• **Aufgabenstellung**:
a) Drucken Sie aus dem Text zu agilen F&E-Prozessen alles von „Agile Elemente in“ bis hinunter zu „verpassten Geschäftsmöglichkeiten führen.“ wortgetreu ab.
b) Führen Sie den Text zu agilen F&E-Prozessen im Anschluss an seinen letzten Satz weiter.

• **Vorliegender Text**:
Agile Elemente in F&E-Prozessen: Wie Sie Ihr Unternehmen für gegenwärtige und zukünftige Herausforderungen wappnen
Agilität und Automatisierung in Wertschöpfungsschritten zu etablieren, sind zwei adäquate Wege, um sich gegen zukünftige Risiken resilient aufzustellen. Die Einbindung von Agilität in die Forschung und Entwicklung (F&E) ist für alle Branchen wichtig, auch für die Automatisierungs- und Elektronikindustrie selbst. Nach jüngsten Schocks ist die Industrie weiterhin in Alarmbereitschaft, der Einsatz agiler Elemente gibt Grund zur Zuversicht.
Dynamik im F&E-Umfeld, ausgelöst durch wirtschaftliche, politische, soziale oder ökologische Herausforderungen, kann zu unnötigem Entwicklungsaufwand sowie zu Verzögerungen bei der Time-to-Market und damit zu verpassten Geschäftsmöglichkeiten führen.

• **Datensatzauszüge zum Zeigen auf Objekte**:
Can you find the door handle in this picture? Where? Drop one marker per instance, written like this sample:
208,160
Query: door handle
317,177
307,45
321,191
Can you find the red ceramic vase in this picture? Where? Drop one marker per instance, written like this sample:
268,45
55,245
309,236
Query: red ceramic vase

• **Ergebnisse**:
a)
Agile Elemente in F&E-Prozessen: Wie Sie Ihr Unternehmen für gegenwärtige und zukünftige Herausforderungen wappnen
Agilität und Automatisierung in Wertschöpfungsschritten zu etablieren, sind zwei adäquate Wege, um sich gegen zukünftige Risiken resilient aufzustellen. Die Einbindung von Agilität in die Forschung und Entwicklung (F&E) ist für alle Branchen wichtig, auch für die Automatisierungs- und Elektronikindustrie selbst. Nach jüngsten Schocks ist die Industrie weiterhin in Alarmbereitschaft, der Einsatz agiler Elemente gibt Grund zur Zuversicht.
Dynamik im F&E-Umfeld, ausgelöst durch wirtschaftliche, politische, soziale oder ökologische Herausforderungen, kann zu unnötigem Entwicklungsaufwand sowie zu Verzögerungen bei der Time-to-Market und damit zu verpassten Geschäftsmöglichkeiten führen.

b)
In letzter Zeit haben Schocks wie größere Unterbrechungen der Supply Chain aufgrund geopolitischer Konflikte die Automatisierungs- und Elektronikindustrie in Alarmbereitschaft versetzt. Darüber hinaus führen anhaltende externe Einflüsse wie die Digitalisierung, aber auch Trends wie „Mass Customization“ und andere Erscheinungsformen von VUCA („Volatility“, „Uncertainty“, „Complexity“, „Ambiguity“) zu sich schnell verändernden Rahmenbedingungen und stellen daher eine Herausforderung dar. Daneben wirken sich auch unternehmensinterne Faktoren wie die Nachfrage der Mitarbeitenden nach New-Work-Konzepten auf die Branche aus.
Doch damit nicht genug, neue Bedrohungen zeichnen sich bereits am Horizont ab. Auch wenn Probleme in der Supply Chain oft mit etwas Verzögerung gelöst werden konnten, werden unvorbereitete Unternehmen in diesen disruptiven Zeiten wahrscheinlich dauerhaft anfälliger sein. Darüber hinaus stellen bspw. neue gesetzliche Vorgaben, wie die Maßnahmen der EU zur Cyber-Resilienz, für einige Unternehmen eine große Herausforderung dar. Wie können Unternehmen ihre Design-, Entwicklungs- und Produktionsprozesse anpassen, um den Herausforderungen zu begegnen? Die vergangenen Schocks haben gezeigt, ebenso wie aufkommende Bedrohungen darauf hindeuten, dass Agilität in F&E-Prozessen unumgänglich ist.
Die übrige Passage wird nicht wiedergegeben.